Stated goal -> Exclude the pictures and retype the entries as written.

Named-object pointing records
■ ■ ■ ■ ■ ■ ■
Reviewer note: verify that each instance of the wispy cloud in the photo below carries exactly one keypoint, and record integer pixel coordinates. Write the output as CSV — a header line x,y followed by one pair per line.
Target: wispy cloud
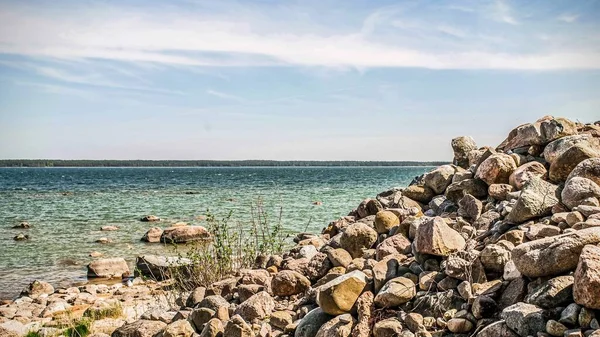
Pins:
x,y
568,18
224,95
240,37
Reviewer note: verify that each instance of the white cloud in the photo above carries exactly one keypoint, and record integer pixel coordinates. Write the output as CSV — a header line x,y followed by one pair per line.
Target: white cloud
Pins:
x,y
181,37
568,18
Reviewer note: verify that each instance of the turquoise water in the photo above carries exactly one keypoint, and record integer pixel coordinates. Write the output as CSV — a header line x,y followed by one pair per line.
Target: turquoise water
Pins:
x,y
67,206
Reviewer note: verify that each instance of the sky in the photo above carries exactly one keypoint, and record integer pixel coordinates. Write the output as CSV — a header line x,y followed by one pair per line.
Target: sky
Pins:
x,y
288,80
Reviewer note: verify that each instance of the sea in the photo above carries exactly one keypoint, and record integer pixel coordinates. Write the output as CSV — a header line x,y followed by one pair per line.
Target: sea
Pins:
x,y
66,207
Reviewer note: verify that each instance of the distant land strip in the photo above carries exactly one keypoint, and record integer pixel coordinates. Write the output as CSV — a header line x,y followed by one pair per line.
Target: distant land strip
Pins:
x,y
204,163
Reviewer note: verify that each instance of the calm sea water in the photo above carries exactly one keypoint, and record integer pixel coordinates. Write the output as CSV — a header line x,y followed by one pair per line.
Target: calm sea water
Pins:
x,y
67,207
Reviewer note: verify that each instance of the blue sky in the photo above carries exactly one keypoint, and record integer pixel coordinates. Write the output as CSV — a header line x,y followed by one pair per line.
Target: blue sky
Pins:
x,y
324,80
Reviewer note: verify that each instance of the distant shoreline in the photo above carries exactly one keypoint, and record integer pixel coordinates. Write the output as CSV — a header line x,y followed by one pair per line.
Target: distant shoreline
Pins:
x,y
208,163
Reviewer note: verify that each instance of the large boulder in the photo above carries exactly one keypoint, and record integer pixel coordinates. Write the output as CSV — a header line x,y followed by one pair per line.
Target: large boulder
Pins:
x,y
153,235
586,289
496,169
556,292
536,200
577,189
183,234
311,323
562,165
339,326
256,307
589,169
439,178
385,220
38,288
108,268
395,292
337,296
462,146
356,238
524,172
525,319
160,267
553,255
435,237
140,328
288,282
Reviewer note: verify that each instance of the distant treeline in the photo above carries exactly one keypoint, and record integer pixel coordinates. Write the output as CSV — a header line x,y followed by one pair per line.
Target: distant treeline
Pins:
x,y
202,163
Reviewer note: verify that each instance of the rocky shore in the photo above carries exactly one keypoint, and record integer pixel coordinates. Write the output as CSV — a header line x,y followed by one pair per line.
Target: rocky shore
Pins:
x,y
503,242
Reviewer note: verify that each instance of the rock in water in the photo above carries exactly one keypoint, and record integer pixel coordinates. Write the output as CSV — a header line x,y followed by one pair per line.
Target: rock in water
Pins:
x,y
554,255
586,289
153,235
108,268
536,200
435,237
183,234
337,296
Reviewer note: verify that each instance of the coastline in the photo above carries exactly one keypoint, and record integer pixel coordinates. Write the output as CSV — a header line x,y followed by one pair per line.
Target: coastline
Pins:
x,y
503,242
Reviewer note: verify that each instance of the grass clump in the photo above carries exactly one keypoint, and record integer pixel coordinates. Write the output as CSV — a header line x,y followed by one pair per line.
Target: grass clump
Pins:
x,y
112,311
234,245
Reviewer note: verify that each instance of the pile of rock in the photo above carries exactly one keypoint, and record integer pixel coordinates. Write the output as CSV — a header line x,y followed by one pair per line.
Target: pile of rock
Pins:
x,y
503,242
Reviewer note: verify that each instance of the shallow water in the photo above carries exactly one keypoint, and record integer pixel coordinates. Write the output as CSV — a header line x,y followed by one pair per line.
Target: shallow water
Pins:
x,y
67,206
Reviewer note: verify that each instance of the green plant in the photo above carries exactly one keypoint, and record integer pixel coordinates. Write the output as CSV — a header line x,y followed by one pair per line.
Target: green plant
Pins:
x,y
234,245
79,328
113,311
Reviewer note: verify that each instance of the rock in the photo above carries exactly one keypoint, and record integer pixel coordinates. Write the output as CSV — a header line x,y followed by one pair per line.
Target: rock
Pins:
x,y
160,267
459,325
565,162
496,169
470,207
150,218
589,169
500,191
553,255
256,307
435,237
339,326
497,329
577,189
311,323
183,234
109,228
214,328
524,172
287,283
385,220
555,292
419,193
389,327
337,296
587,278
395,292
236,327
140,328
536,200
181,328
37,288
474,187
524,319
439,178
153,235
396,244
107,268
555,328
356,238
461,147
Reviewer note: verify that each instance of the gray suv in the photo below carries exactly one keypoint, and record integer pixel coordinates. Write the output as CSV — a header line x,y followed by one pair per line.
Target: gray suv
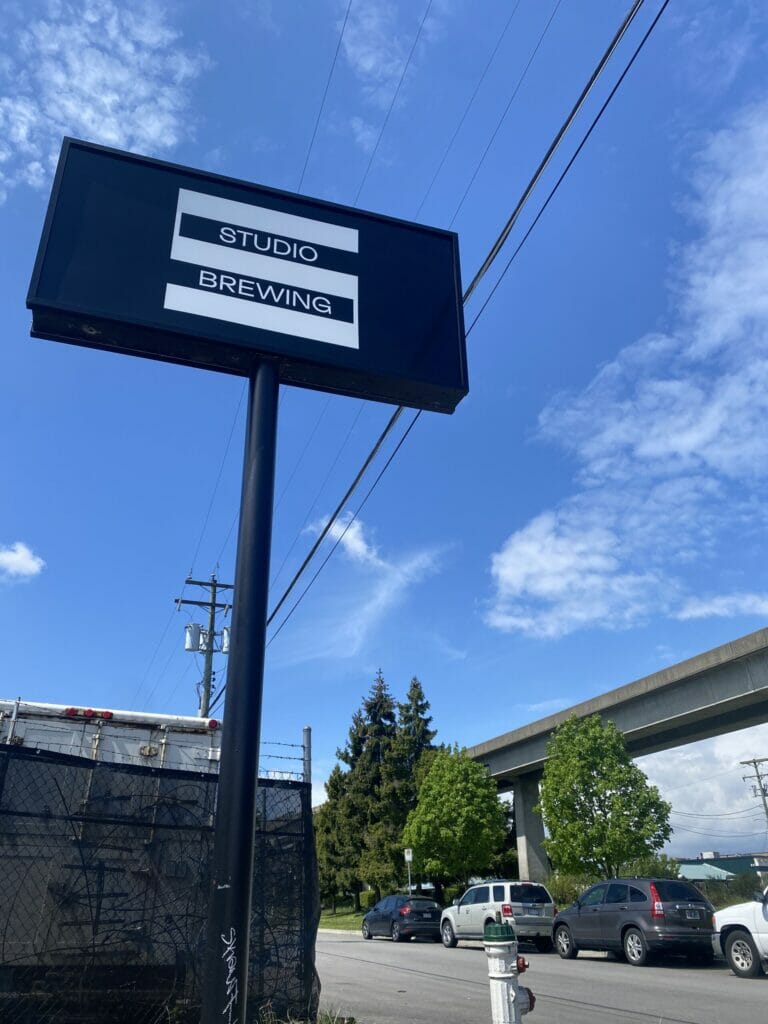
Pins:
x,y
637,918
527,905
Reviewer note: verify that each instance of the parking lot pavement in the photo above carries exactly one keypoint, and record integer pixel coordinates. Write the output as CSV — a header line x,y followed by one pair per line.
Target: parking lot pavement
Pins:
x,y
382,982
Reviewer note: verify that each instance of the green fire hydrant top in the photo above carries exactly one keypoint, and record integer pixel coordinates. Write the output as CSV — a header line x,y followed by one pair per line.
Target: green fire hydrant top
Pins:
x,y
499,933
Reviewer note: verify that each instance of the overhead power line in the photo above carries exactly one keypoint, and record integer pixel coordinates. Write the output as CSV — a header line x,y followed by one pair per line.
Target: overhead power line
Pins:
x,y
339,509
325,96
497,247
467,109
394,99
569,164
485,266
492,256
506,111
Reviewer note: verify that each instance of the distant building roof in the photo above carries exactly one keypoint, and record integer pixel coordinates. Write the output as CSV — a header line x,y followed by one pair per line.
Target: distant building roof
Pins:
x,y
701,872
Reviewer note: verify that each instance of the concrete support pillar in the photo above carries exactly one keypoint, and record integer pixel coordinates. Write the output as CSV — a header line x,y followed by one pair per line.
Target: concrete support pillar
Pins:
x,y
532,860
■ ■ ■ ■ ■ ■ ■
Problem solution ->
Reviewer note: verify that each instance of the wispy cloud in the photo below carries exactly one keypoint, and record integer pixel coordinates. Write the output as CSV — a header line x,y followed by one pair per line.
Target: wispy cloud
Pins:
x,y
568,18
224,95
240,37
Reviewer note: verify that each instance of the white cloud in the photo above carries exactly one keypoint, and record integer pixel coordinates. Write the output as CSV — a header line x,y followed by one pair per line.
Target: white cloud
Pins:
x,y
181,37
568,18
Reviewer note: verify that each instance of the turquoise water in the photo above carries exactly one keypoint, and record integer pixel coordinates. Write the output as CSV — a header line x,y followed by one pair per line.
Target: turquoise water
Pins:
x,y
67,206
Reviewer note: verify that each instance of the sky in the photo above carries exactly one keypoint, and record integer pixel coordinates. Write the output as CSV — a header line x,y followed by one pair per line.
Target: sky
Pins:
x,y
288,80
Reviewer note: verify that each instance of the sea in the photo above carries exactly one keypoint, and record integer pixel coordinates. Write the output as CSV — a header line x,y followed by one pair per line.
Target: sea
Pins:
x,y
66,207
Reviewer note: verify that each instance of the distant land strip in the photo above carries exactly one keypoint, and record integer pixel coordinates. Write the output as CSV — a header line x,y followed by one pair per line.
Target: distant land strip
Pins:
x,y
204,163
Reviewer note: verify that each instance of the calm sea water in the photo above carries exactly one keypoint, and record integer pixel coordinates. Write the output as CSV — a header line x,y followed by one pair per line.
Target: calm sea water
Pins:
x,y
67,207
Reviewer note: verify that each instance of the blue sky in the photo above carries exactly one keypoint, and record integer pixel coordinates. Write the output as CSV — a header line x,y followed by one pair per line.
Target: blue sky
Pins:
x,y
324,80
Reviewer note: verify that each instance of the distant shoreline in the photo above carries exactly one keypoint, and record integer pixel coordinates. Write the output as CSV — a header line x,y followed by one pair per line.
Target: distant shoreline
Pins:
x,y
208,163
Reviewer note: verify that each instance of the large boulder in the photo above carries exactly one keypoint, and record integer pixel coordinates. Write the output as CSV — a header line x,y followed by one pair per line.
Target: large boulder
Pins:
x,y
153,235
586,289
496,169
556,292
536,200
577,189
183,234
311,323
562,165
339,326
256,307
589,169
439,178
385,220
38,288
108,268
395,292
337,296
462,146
356,238
524,172
525,319
160,267
553,255
435,237
140,328
288,282
Reviewer note: verify that each instance of the distant treeline in the photo above carries exactly one keypoint, and record integer pixel coordinates. Write the output as CSV — a header line x,y followed by one pair per line.
Target: distant treeline
Pins:
x,y
202,163
Reviewer note: verify that each instance of the rocky shore in the photo above carries exactly one keypoint, and record integer pixel coordinates. Write the output as CSV — a header line x,y followed by one pair per line.
Target: rocky shore
Pins:
x,y
503,242
Reviewer note: verify that each instance of the rock in water in the photo above carries exactly one keypoint, and record integer pixel coordinates. Write the output as CSV — a header line x,y followed by one pair per line.
Target: rock in water
Pins:
x,y
554,255
586,289
153,235
108,268
536,200
435,237
183,234
337,296
Reviewer note: verify that each instance of the coastline in the photo above carries exactly one keypoint, and record integer pixel coordinates. Write the output as CSV — a header line x,y followed by one pair per line.
Target: coastline
Pins:
x,y
503,242
Reviewer note: verify that each instance of the grass clump in the photo above carries exactly one keypoint, and record integer pixel coordinates. Write the output as CSV — a header line x,y followed by one pair per line.
Target: grass clump
Pins:
x,y
112,311
234,245
Reviewer note: verify that each instance of the pile of rock in the photo above carries exactly one keypoint, and record integer pixel coordinates. Write the output as CSV — a header line x,y followed by one pair per line.
Target: pile of rock
Pins:
x,y
503,242
Reviewer note: verify that each instance of the shallow water in the photo above carries exactly one keypoint, and record integer pixel coordinates. Write the output as CSV — a header line x,y followed by one pair per line.
Target: shallow water
Pins:
x,y
67,206
Reviewer note: verify that each instance of the green plant in the photo above carries exactly one keypoint, and record integer pixel coordinates. Write the output as CSV — a header line x,y followed by one pair per line.
Target: green plant
Pins:
x,y
234,245
79,328
113,311
Reviewer note: verify that each instance of the rock in the photo above carries exactly one keypoint, and record integer pixel coordinates. Write the output as CSV — a header line x,y followed by one pair per line.
Target: rock
Pins:
x,y
160,267
459,325
565,162
496,169
470,207
150,218
589,169
500,191
553,255
256,307
435,237
339,326
497,329
577,189
311,323
183,234
109,228
214,328
524,172
287,283
385,220
555,292
419,193
389,327
337,296
587,278
395,292
236,327
140,328
536,200
181,328
37,288
474,187
524,319
439,178
153,235
396,244
107,268
555,328
356,238
461,147
Reviewer note: verify that each instance of the gray suv in the photo below carries exactly one keypoint, and record integer pixel coordinates. Write the output as CSV — a header line x,y followed by one pair per line.
Target: gray suv
Pins:
x,y
637,918
527,905
Reviewer note: verify that each instance of the parking lot pavement in the photo above carries exactly one keypoint, and record integer pixel coordinates. Write the output as CSV — a header line x,y followed by one pair per line.
Target: parking lot pavement
Pins:
x,y
382,982
Reviewer note: verify that each instance of the green fire hydrant top in the photo above carries exactly one keypoint, and record integer pixel coordinates. Write the output as CSV — a header line x,y followed by one pair per line.
Target: green fire hydrant top
Pins:
x,y
499,933
Reviewer note: verify that each instance of the overhead power line in the photo above carries exactly one keypoint, and record integer pixel coordinates. Write the output as CSV — a header line x,y followed by one pair per line.
Target: overhead power line
Pins:
x,y
339,509
325,96
497,247
467,109
394,99
569,164
485,266
492,256
506,111
Reviewer note: verify that each instance of the distant building roof in the photo above carries exactly one keypoint, and record integer pixel coordinates. Write the output as CSV — a header line x,y followed by one pair per line.
Target: distant building roof
Pins:
x,y
701,872
Reviewer note: verify that each instance of the concrete support pillar in the photo above carries exactly one keypoint, and record integer pixel coordinates. Write the output as CSV — a header line x,y followed by one pair per line.
Target: concrete support pillar
Pins:
x,y
532,860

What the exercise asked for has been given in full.